_Task instructions_
Copy out each entry below verbatim, skipping the images.

_Records for the task_
####################
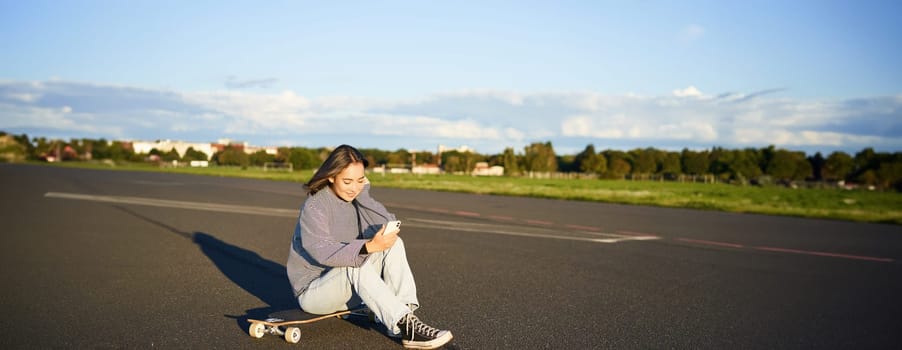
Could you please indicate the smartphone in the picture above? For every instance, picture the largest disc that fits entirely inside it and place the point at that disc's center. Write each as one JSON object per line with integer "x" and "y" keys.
{"x": 392, "y": 227}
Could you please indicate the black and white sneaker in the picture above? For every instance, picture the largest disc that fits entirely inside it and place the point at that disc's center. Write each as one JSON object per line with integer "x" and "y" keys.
{"x": 417, "y": 335}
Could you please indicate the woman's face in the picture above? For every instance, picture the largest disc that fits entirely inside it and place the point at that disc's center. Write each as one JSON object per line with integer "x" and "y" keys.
{"x": 349, "y": 182}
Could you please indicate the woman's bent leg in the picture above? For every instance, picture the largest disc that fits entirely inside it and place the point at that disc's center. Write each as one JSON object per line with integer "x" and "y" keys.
{"x": 396, "y": 273}
{"x": 329, "y": 293}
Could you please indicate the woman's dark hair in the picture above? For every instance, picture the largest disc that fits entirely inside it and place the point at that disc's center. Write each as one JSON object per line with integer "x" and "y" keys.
{"x": 338, "y": 160}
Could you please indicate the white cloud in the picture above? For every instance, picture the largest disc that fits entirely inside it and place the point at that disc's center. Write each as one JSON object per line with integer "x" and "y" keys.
{"x": 490, "y": 120}
{"x": 690, "y": 91}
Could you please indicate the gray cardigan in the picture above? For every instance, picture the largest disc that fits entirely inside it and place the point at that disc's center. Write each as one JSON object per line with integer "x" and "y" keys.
{"x": 331, "y": 233}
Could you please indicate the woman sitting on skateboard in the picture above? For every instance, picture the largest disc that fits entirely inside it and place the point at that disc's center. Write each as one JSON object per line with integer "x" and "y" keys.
{"x": 341, "y": 255}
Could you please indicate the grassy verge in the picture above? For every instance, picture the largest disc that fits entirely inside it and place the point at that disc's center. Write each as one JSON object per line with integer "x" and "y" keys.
{"x": 863, "y": 206}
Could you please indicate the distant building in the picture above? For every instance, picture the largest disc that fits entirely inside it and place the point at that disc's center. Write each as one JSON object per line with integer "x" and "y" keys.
{"x": 168, "y": 145}
{"x": 483, "y": 169}
{"x": 426, "y": 169}
{"x": 208, "y": 148}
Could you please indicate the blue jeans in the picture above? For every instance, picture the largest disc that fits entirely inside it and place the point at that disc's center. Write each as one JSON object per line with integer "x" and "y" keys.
{"x": 384, "y": 283}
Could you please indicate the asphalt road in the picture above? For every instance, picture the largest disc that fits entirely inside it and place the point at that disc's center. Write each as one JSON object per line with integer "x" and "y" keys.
{"x": 114, "y": 259}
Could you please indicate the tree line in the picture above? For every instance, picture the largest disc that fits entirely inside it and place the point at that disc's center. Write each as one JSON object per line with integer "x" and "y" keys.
{"x": 867, "y": 167}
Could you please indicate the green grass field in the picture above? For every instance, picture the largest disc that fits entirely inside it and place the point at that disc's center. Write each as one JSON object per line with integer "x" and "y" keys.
{"x": 857, "y": 205}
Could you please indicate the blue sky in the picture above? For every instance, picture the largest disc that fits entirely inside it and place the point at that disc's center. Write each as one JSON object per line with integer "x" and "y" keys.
{"x": 802, "y": 75}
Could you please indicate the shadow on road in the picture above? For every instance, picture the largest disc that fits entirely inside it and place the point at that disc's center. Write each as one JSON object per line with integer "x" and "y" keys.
{"x": 264, "y": 279}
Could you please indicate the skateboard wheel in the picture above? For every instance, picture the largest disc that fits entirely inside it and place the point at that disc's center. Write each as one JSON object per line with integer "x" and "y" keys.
{"x": 256, "y": 330}
{"x": 293, "y": 335}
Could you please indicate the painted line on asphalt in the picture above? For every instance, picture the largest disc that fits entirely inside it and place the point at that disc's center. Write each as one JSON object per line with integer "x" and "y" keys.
{"x": 166, "y": 203}
{"x": 832, "y": 255}
{"x": 788, "y": 250}
{"x": 720, "y": 244}
{"x": 513, "y": 231}
{"x": 292, "y": 213}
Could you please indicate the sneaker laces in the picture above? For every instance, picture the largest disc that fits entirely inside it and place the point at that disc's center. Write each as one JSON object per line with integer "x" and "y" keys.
{"x": 414, "y": 326}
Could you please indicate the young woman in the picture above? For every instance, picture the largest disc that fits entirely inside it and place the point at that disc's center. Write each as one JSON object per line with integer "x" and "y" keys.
{"x": 341, "y": 255}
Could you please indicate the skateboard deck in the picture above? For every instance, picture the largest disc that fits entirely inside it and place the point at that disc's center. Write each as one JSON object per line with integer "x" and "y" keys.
{"x": 285, "y": 323}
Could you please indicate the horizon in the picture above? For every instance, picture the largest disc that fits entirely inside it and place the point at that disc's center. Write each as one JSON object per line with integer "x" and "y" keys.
{"x": 451, "y": 148}
{"x": 811, "y": 76}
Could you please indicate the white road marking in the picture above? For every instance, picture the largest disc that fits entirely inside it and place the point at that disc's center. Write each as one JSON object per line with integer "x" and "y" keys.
{"x": 166, "y": 203}
{"x": 510, "y": 230}
{"x": 497, "y": 229}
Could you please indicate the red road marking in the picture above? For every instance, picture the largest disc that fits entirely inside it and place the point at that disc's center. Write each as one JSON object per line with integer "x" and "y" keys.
{"x": 539, "y": 222}
{"x": 638, "y": 234}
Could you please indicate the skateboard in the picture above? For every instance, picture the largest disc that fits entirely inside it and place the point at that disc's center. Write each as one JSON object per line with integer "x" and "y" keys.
{"x": 285, "y": 323}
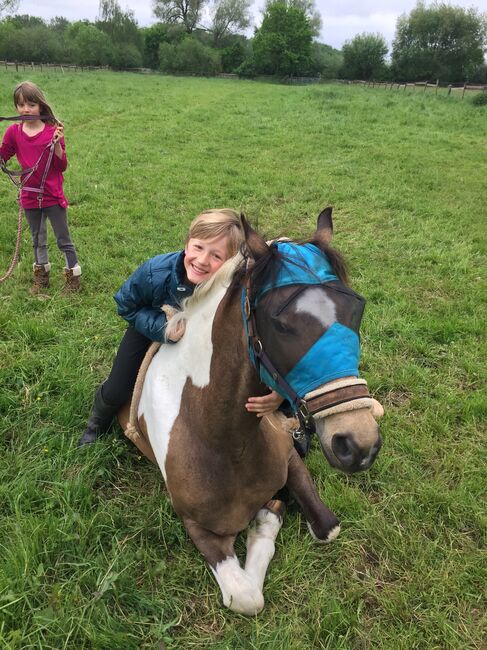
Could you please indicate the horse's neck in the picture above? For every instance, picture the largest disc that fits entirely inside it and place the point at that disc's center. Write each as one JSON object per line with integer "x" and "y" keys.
{"x": 233, "y": 378}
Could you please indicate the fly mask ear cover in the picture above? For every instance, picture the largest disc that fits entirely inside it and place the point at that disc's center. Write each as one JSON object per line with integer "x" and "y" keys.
{"x": 336, "y": 353}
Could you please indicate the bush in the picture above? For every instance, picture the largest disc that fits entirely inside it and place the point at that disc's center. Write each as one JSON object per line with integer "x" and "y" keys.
{"x": 125, "y": 56}
{"x": 189, "y": 56}
{"x": 480, "y": 99}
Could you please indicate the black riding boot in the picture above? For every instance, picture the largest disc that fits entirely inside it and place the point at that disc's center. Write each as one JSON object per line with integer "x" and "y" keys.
####################
_Task response_
Could you please indicate the smartphone in the picture above? For every instance, picture the largest disc that fits entirely inside it and place the point at that disc's center. Write each as one JSON object per line with integer "x" and "y" keys.
{"x": 392, "y": 227}
Could you please indicate the black and white sneaker in the picture above? For every instance, picture the largest disc that fits entirely inside it and place the point at that disc's center. Write each as one JSON object per line with integer "x" and "y" keys.
{"x": 417, "y": 335}
Could you please indicate the woman's face in the picture above? For every instance, picture the largest disc that fits entirely inside it and place the point at that disc's center. Write each as one JSON object per line with integer "x" and "y" keys.
{"x": 349, "y": 182}
Could you please indicate the woman's bent leg in the picture above? For every instance, picture the largest disc that fits entirely inside it and place the point at that disc's center. Write each as one JSON object per line with integer "x" and "y" keys.
{"x": 396, "y": 273}
{"x": 329, "y": 293}
Could you please indicate the woman's dark hair in the picture above? For every instance, picture the largest disc that fits entirely inside it and place the point at that disc's center. Write each as one JSON object per line with integer "x" and "y" keys.
{"x": 338, "y": 160}
Could you please indicate the white cloud in the picture above? For every instance, picture the largest disc that fits entirely inside it and place the point at that disc's center. Write each as one JSON object per line with integer "x" and "y" keys.
{"x": 490, "y": 120}
{"x": 690, "y": 91}
Could you please indicate the gray cardigan in the picture above? For every instance, picture the largest disc that fits entirely inside it and place the point at that disc's center. Write each as one JSON object per line with integer "x" and "y" keys.
{"x": 331, "y": 233}
Could you please indicate the woman sitting on skateboard in the picture above? For every instance, picture the largest disc that fits entirely inside it and place the point at that disc's center. Write each as one JSON object per line with integer "x" and "y" keys.
{"x": 341, "y": 255}
Could you please indicate the grassy verge in the picture above? For every instance, picture the largest disc that fits entirely inside it and place the point at that disc's center. Write each as one JSON object per line with integer "x" and "y" keys.
{"x": 863, "y": 206}
Could you please indicate the distant building in the picture above? For every instance, picture the largest disc that fits entirely inside it and place the point at that disc's center. Write each as one JSON object per line with integer "x" and "y" keys.
{"x": 168, "y": 145}
{"x": 483, "y": 169}
{"x": 426, "y": 169}
{"x": 208, "y": 148}
Could you please indicate the blue jeans in the picture above? For every instance, picture the largest disc that fits entirely inside it and place the point at that disc's center. Write each as one JSON object per line with integer "x" and "y" keys.
{"x": 384, "y": 283}
Could you please indicate the asphalt road in the picture above? For every instance, picture the largest disc that fits entirely inside it and place the point at that disc's center. Write each as one JSON object per line with integer "x" and "y" keys.
{"x": 114, "y": 259}
Could you please indicate the tree line in the picture above? For every instance, picture the largest disc that fits entirely inside it and place the point at that disc's center. Write each as one JSON object per line with integer "x" and "y" keys.
{"x": 867, "y": 167}
Could you please indicate the green grass field in the picture above? For every instance, picture the largest disc that fits entirely inside it and place the point at that disc's center. Write each as one JSON object per line with integer "x" and "y" keys.
{"x": 857, "y": 205}
Could you please indicate the blue sky in the picture above? For every instance, picture the largest disc that fits entirely inside it and place the point at that disc's center. Write each as one JSON object per line with integer "x" and "y" keys.
{"x": 802, "y": 75}
Could you please indicate the shadow on road in the picture above? For every instance, picture the largest disc that fits entirely inside it and place the point at that disc's center. Write each as one JSON object per line with integer "x" and "y" keys.
{"x": 264, "y": 279}
Could you please indicate the skateboard wheel in the picture above? For every instance, picture the largest disc that fits entirely inside it and place the point at that disc's center. Write each as one JSON object per line with integer "x" and "y" keys.
{"x": 256, "y": 330}
{"x": 293, "y": 335}
Could you please indicate the painted line on asphalt in the picture above? For every instance, picture the largest disc that fits entirely inside it and place the point at that disc's center. Write each as one JSON object per line with integer "x" and "y" keys.
{"x": 166, "y": 203}
{"x": 832, "y": 255}
{"x": 788, "y": 250}
{"x": 720, "y": 244}
{"x": 513, "y": 231}
{"x": 292, "y": 213}
Could you please indicate the sneaker laces in the picture above? For every instance, picture the largest disc that fits entirely inside it and place the point at that disc's center. Write each as one JSON object per line with integer "x" and "y" keys.
{"x": 414, "y": 326}
Could you please indicate the young woman in the picture above? For every instance, picture the largest disc that fits entirely inside it and place the point at that disc's center. Write each as one JSON object per line with integer "x" and "y" keys.
{"x": 341, "y": 255}
Could you please indicate the skateboard deck in the picture above? For every instance, picture the largest disc that fits entirely inside it and place the point at that disc's center. Write each as one JSON object per line with integer "x" and "y" keys.
{"x": 285, "y": 323}
Could you please indicate the horizon in the picture above? For every instance, picture the largest disc that fits entirely inside it and place the point at that disc's center. Write each as one JSON object per line with integer "x" and "y" keys.
{"x": 451, "y": 148}
{"x": 811, "y": 76}
Could you please indicate the white road marking in the picture above? For every instance, picture the largest disc that fits entirely inside it and place the point at that disc's center. Write each as one JSON object per line with integer "x" and "y" keys.
{"x": 166, "y": 203}
{"x": 510, "y": 230}
{"x": 497, "y": 229}
Could you please indicate the red road marking in the picture above? For every instance, picture the largest disc that fits entirely inside it and place the point at that disc's center. Write each as one JSON object per line with integer "x" and "y" keys.
{"x": 539, "y": 222}
{"x": 638, "y": 234}
Could you please indicate the skateboard in the picture above? For every instance, picture the largest disc that fits entirely inside it and place the point at that disc's center. Write each as one JSON object per line with integer "x" and "y" keys.
{"x": 285, "y": 323}
Could you please indicate the horse's neck in the picture above? For every instance, picture the largest disc that fits entirely inside it and place the point at that disc's center. Write each as one JSON object per line with integer "x" and "y" keys.
{"x": 233, "y": 378}
Could you please indicate the fly mask ear cover in the picture above? For every instance, picture the largest disc that fits entirely inside it and place the point at that disc's center. Write each as one JSON object per line with integer "x" and "y" keys.
{"x": 336, "y": 353}
Could you please indicate the bush in the picture above? For every instance, picture the largest disc that fits entirely inside it and place the point at that disc's center. Write each as one JSON object per line with integer "x" and "y" keys.
{"x": 125, "y": 56}
{"x": 189, "y": 56}
{"x": 480, "y": 99}
Could you please indicate the black riding boot in the picture above? For every instance, picture the largest disc that fits entirely inside it and place the point at that disc's center. Write each as one JSON object per line with integer "x" and "y" keys.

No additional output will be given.